> [Text passage]
In my Modern and Postmodern class this week, we are reading thinkers who offered deep criticism of the West’s narrative of progress. Max Horkheimer and Theodor Adorno, on the one hand, and Michel Foucault on the other, re-describe modernity as a “triumphant calamity,” in which apparent reductions in cruelty turn out to be subtle, strong mechanisms of oppression. The work of these critical theorists has certainly inspired strong currents of activism, but it has also led some to cultivate a sophisticated pessimism, or to adopt a knowing ironic posture in relation to the public sphere.

> [Task requirements]
- a) Which thinkers does the passage on the narrative of progress name? List all of them.
- b) How many lines of the records contain the string "panel", with case counting? Reply with the number alone.

> [Entries]
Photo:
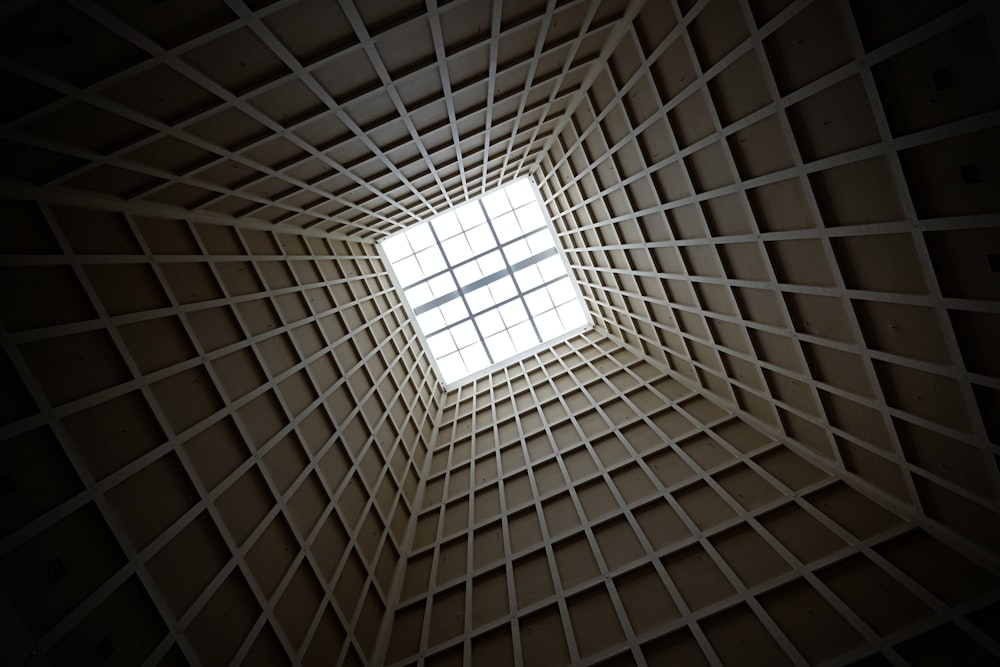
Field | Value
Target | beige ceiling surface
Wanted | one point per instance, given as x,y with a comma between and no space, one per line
784,219
318,115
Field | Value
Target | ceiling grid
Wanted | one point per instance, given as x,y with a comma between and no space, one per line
224,442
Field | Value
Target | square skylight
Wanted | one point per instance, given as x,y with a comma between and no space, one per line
486,282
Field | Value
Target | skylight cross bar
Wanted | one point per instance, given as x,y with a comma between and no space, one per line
485,280
547,283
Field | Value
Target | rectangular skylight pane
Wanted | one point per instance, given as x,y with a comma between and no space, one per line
420,237
530,217
441,344
572,315
431,261
468,273
503,289
513,313
538,302
491,263
457,249
507,227
475,356
520,192
489,322
540,241
561,292
481,298
523,335
441,285
481,239
465,259
453,311
396,248
430,320
552,267
446,225
408,270
418,295
470,215
517,251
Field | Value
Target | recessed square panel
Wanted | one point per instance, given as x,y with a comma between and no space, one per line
486,282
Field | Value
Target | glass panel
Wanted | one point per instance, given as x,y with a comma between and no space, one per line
503,289
513,313
520,193
530,217
538,302
407,271
431,261
457,249
470,215
506,227
491,263
430,321
468,272
528,278
452,367
481,239
489,322
453,311
500,345
496,203
517,251
539,296
541,241
441,344
396,248
420,236
441,285
572,315
475,356
446,225
552,267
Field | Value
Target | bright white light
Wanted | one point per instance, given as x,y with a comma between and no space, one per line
456,268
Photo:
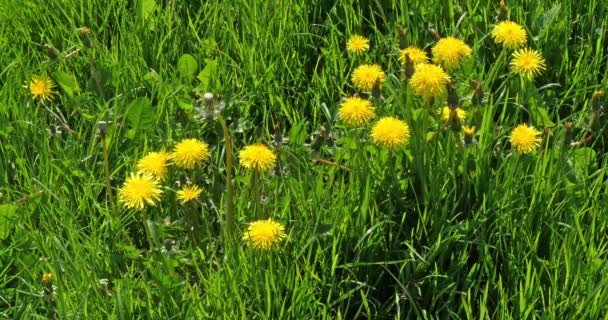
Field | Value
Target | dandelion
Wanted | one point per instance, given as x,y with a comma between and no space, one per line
509,34
428,81
417,55
367,76
264,234
155,164
189,192
469,132
449,52
446,111
138,190
527,62
41,88
257,157
357,44
356,112
189,153
525,139
391,133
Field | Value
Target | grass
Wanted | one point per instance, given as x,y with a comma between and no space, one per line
431,231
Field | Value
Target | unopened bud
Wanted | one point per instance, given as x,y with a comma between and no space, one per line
51,51
84,34
402,37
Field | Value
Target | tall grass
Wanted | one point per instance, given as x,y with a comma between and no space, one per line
438,231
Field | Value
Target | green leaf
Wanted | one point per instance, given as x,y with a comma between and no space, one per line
207,74
584,161
8,217
140,115
187,66
540,116
67,82
147,8
184,103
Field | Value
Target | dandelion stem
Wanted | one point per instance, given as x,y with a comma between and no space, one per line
106,161
229,190
147,229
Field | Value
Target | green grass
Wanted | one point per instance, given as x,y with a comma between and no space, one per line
431,231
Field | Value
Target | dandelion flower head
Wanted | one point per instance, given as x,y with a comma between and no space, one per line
357,44
189,192
417,55
429,81
528,63
139,190
41,88
391,133
155,164
356,112
509,34
264,234
367,76
257,157
449,52
469,131
189,153
445,113
525,139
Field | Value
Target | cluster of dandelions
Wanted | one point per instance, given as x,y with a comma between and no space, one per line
430,79
143,187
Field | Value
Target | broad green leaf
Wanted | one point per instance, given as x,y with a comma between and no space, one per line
8,216
187,66
147,8
67,82
140,115
207,75
540,116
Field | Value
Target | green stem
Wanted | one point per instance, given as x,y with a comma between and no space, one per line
107,174
147,229
229,190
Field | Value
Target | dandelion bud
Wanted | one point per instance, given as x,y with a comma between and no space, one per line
478,95
469,132
409,67
596,101
208,97
402,37
47,281
51,51
84,34
453,99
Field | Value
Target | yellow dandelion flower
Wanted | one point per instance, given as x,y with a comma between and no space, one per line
525,139
417,55
189,153
428,81
445,113
264,234
367,76
391,133
257,157
528,63
189,192
356,112
138,190
449,52
41,88
509,34
155,164
357,44
469,131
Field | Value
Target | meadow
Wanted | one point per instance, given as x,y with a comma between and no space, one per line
306,159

> [Solutions by task]
- a)
Max Horkheimer
Theodor Adorno
Michel Foucault

- b) 2